STATED EXERCISE
Copy the data below word for word, keeping every line unchanged.

─── DATA FOR THE TASK

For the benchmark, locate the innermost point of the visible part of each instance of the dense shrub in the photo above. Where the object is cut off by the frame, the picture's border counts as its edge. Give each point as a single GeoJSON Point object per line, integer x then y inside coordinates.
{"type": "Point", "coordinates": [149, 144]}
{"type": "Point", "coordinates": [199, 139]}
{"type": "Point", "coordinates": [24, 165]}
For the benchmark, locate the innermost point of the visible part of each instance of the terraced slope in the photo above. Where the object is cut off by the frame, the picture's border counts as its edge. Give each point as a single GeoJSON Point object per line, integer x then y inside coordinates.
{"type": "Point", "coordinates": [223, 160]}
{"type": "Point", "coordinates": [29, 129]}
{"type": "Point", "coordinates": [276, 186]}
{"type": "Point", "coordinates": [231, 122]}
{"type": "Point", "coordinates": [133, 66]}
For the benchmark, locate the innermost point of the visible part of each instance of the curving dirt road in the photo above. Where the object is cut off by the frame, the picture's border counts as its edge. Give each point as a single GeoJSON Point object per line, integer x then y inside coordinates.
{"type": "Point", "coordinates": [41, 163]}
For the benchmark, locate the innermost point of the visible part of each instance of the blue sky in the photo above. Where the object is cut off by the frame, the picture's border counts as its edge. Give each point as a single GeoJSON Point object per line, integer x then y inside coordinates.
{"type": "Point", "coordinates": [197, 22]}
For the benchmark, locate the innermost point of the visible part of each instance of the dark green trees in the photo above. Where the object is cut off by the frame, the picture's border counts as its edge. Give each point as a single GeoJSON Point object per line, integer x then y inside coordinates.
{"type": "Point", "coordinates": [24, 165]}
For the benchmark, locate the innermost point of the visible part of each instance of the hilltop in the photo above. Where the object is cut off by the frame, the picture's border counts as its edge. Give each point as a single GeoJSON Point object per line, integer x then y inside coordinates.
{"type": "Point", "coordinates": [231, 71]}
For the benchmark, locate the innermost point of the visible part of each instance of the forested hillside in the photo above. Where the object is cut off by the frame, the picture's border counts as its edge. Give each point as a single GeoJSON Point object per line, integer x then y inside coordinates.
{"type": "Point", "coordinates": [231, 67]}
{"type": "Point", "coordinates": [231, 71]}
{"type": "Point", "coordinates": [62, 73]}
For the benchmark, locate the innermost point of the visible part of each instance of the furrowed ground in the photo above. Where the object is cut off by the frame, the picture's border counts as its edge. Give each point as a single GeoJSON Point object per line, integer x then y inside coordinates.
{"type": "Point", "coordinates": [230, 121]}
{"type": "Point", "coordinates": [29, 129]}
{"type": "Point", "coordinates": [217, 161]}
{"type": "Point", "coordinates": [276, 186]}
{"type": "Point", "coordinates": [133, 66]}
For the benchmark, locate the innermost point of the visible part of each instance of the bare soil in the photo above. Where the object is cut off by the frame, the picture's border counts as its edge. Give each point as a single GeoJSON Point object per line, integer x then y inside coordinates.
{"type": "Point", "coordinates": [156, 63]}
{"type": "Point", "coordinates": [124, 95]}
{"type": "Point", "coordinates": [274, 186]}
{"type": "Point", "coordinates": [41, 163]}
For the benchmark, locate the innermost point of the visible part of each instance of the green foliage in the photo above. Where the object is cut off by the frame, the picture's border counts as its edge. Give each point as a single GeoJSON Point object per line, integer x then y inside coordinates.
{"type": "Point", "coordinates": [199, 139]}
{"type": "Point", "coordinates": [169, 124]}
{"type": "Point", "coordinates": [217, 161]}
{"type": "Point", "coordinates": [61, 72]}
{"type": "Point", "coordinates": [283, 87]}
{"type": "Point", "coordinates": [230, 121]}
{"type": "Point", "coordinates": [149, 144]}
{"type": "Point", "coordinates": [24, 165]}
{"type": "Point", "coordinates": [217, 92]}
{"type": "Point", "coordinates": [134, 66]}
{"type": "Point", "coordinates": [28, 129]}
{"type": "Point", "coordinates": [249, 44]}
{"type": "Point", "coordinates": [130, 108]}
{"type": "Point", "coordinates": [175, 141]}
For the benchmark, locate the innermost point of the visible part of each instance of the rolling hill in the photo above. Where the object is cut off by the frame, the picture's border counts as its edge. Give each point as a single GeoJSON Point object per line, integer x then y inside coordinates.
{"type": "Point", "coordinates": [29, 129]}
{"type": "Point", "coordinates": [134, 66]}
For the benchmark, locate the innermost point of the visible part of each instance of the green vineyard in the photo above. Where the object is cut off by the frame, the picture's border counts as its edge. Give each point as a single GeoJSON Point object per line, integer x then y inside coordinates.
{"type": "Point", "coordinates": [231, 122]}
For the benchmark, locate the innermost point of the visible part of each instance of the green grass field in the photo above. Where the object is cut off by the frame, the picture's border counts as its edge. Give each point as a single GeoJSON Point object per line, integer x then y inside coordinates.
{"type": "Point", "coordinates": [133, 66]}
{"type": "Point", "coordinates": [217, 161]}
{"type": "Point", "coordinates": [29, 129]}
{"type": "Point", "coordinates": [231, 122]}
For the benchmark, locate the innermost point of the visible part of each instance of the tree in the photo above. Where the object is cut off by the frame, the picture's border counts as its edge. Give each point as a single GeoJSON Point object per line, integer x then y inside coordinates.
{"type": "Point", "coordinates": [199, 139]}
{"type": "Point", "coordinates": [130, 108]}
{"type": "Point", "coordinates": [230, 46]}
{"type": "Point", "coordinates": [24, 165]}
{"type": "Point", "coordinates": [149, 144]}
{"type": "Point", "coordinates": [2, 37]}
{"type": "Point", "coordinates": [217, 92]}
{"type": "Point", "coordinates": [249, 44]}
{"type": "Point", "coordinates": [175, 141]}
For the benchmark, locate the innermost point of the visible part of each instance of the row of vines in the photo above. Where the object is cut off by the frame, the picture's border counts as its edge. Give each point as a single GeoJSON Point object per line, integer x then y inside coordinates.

──────

FINISHED ANSWER
For the benchmark, locate the innermost point of the visible part of each instance of the dense shrub in the photo above. Where the object is cut off by the frame, the picture's border counts as its edge. Give each point as a single GeoJSON Point object per line, integer x then y inside coordinates.
{"type": "Point", "coordinates": [149, 144]}
{"type": "Point", "coordinates": [199, 139]}
{"type": "Point", "coordinates": [24, 165]}
For the benchmark, locate the innermost point of the visible part of each instance of the terraced slope in the photo above. Where the object is cut off by the frame, the picture's border counts as its edge. Give each point as a single GeoJSON Point object per line, integer x then y inside coordinates.
{"type": "Point", "coordinates": [223, 160]}
{"type": "Point", "coordinates": [29, 129]}
{"type": "Point", "coordinates": [276, 186]}
{"type": "Point", "coordinates": [231, 122]}
{"type": "Point", "coordinates": [133, 66]}
For the benchmark, locate the innermost point of the visible part of each instance of the curving dirt road in the photo above. Where the object is cut off by the frame, the picture's border counts as its edge. Give each point as a single GeoJSON Point object per line, integer x then y inside coordinates.
{"type": "Point", "coordinates": [41, 163]}
For the benchmark, locate the innermost point of the visible part of each instance of the blue sky in the photo above. Where the object is cut off by the frame, the picture's border counts as its edge. Give each point as a single GeoJSON Point object per line, integer x then y inside coordinates.
{"type": "Point", "coordinates": [197, 22]}
For the benchmark, locate the innermost point of the visible part of each instance of the dark green trees in the photo above. Where the object is cut off by the frame, the picture's border counts as its edge. Give each point as a single GeoJSON Point object per line, integer x then y inside coordinates.
{"type": "Point", "coordinates": [24, 165]}
For the benchmark, locate the innermost point of the visible part of each instance of the hilltop in the photo above. Where the object is cut off by the frame, the picture's border counts as its edge. Give each point as a single GeoJSON Point object per line, integer x then y inside coordinates.
{"type": "Point", "coordinates": [231, 71]}
For the benchmark, locate the innermost point of the visible part of each instance of the forested hillside in the photo above. Where the object is cut off by the frame, the picture's border counts as its edge. Give each point as a single GeoJSON Point object per line, integer x then y inside coordinates.
{"type": "Point", "coordinates": [231, 67]}
{"type": "Point", "coordinates": [231, 71]}
{"type": "Point", "coordinates": [62, 73]}
For the benchmark, locate the innermost point of the visible part of each instance of the furrowed ground in the photo above. Where the object is cut off by the frame, the picture's border counts as its edge. Give each point as a single GeoJSON Point object per line, integer x then y inside coordinates.
{"type": "Point", "coordinates": [230, 121]}
{"type": "Point", "coordinates": [29, 129]}
{"type": "Point", "coordinates": [217, 161]}
{"type": "Point", "coordinates": [276, 186]}
{"type": "Point", "coordinates": [133, 66]}
For the benchmark, locate the innermost point of the visible part of each instance of the bare soil in the photo above. Where the object is cut off by the frame, the picture's border counts as its edge. Give each point as a single GeoJSON Point object per line, integer x then y inside coordinates.
{"type": "Point", "coordinates": [156, 63]}
{"type": "Point", "coordinates": [124, 95]}
{"type": "Point", "coordinates": [274, 186]}
{"type": "Point", "coordinates": [41, 163]}
For the benchmark, locate the innermost point of the visible part of each instance of the green foliage in the photo above. Where the object is cut off by the frame, the picture's border counts as its edge. Give each point as a single GeoJSON Point object per line, integer x then y inside coordinates.
{"type": "Point", "coordinates": [199, 139]}
{"type": "Point", "coordinates": [169, 124]}
{"type": "Point", "coordinates": [217, 161]}
{"type": "Point", "coordinates": [61, 72]}
{"type": "Point", "coordinates": [283, 87]}
{"type": "Point", "coordinates": [230, 121]}
{"type": "Point", "coordinates": [149, 144]}
{"type": "Point", "coordinates": [24, 165]}
{"type": "Point", "coordinates": [217, 92]}
{"type": "Point", "coordinates": [134, 66]}
{"type": "Point", "coordinates": [28, 129]}
{"type": "Point", "coordinates": [249, 44]}
{"type": "Point", "coordinates": [130, 108]}
{"type": "Point", "coordinates": [175, 141]}
For the benchmark, locate the innermost point of the visible part of each instance of the rolling hill in the photo above. Where the object is cut off by the frame, the picture's border counts as its edge. Give each point as a single GeoJSON Point object per line, integer x then y inside coordinates.
{"type": "Point", "coordinates": [29, 129]}
{"type": "Point", "coordinates": [134, 66]}
For the benchmark, locate the innermost point of the visible part of each instance of the green vineyard in the photo above. Where the object is cut off by the frame, the picture's border counts as its edge. Give each point as a single GeoJSON Point object per line, integer x then y inside coordinates.
{"type": "Point", "coordinates": [231, 122]}
For the benchmark, locate the innermost point of the visible part of each instance of the green grass field in the photo above. Where the object is cut off by the frame, the picture's border counts as its edge. Give each point as a single GeoJSON Point object per line, integer x then y inside coordinates.
{"type": "Point", "coordinates": [133, 66]}
{"type": "Point", "coordinates": [217, 161]}
{"type": "Point", "coordinates": [29, 129]}
{"type": "Point", "coordinates": [231, 122]}
For the benchmark, locate the innermost point of the visible part of each instance of the tree in the photo above. Where the object is cut off by the frame, the picture's border counts as its edge. Give each point as a single GeoJSON Point object per line, integer x then y inside coordinates.
{"type": "Point", "coordinates": [199, 139]}
{"type": "Point", "coordinates": [130, 108]}
{"type": "Point", "coordinates": [230, 46]}
{"type": "Point", "coordinates": [24, 165]}
{"type": "Point", "coordinates": [149, 144]}
{"type": "Point", "coordinates": [2, 37]}
{"type": "Point", "coordinates": [217, 92]}
{"type": "Point", "coordinates": [249, 44]}
{"type": "Point", "coordinates": [175, 141]}
For the benchmark, locate the innermost point of the visible part of each instance of the row of vines in the photo above. Where the object is cut off by the frame, the picture's border counts as its edge. Give each point as a single GeoJSON Point object per line, integer x then y inside coordinates.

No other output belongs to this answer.